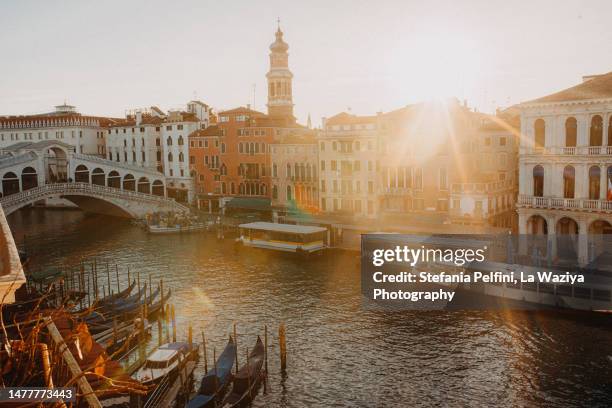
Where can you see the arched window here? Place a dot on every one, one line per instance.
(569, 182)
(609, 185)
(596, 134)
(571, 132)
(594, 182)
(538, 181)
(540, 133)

...

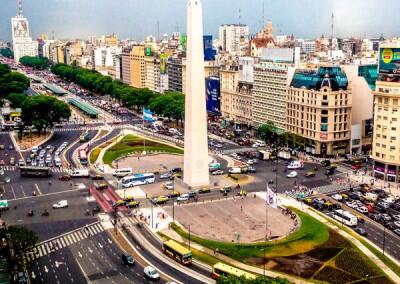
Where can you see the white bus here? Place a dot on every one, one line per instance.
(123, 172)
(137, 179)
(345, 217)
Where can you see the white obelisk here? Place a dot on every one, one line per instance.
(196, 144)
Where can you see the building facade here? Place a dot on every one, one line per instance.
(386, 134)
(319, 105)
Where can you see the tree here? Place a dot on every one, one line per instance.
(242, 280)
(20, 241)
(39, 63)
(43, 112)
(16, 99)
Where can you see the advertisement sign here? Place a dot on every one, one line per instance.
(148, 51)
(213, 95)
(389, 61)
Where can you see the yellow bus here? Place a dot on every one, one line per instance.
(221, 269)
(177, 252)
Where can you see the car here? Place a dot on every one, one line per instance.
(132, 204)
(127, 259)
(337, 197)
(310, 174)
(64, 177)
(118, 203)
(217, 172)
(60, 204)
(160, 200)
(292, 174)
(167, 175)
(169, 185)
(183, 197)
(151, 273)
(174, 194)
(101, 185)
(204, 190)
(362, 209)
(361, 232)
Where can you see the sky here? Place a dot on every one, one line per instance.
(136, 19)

- **GOAL**: Count the lines above that contain the word "white", treating uppercase and lowercase as different. Reply with the number only.

- **SOLUTION FOR THIS EXERCISE**: 2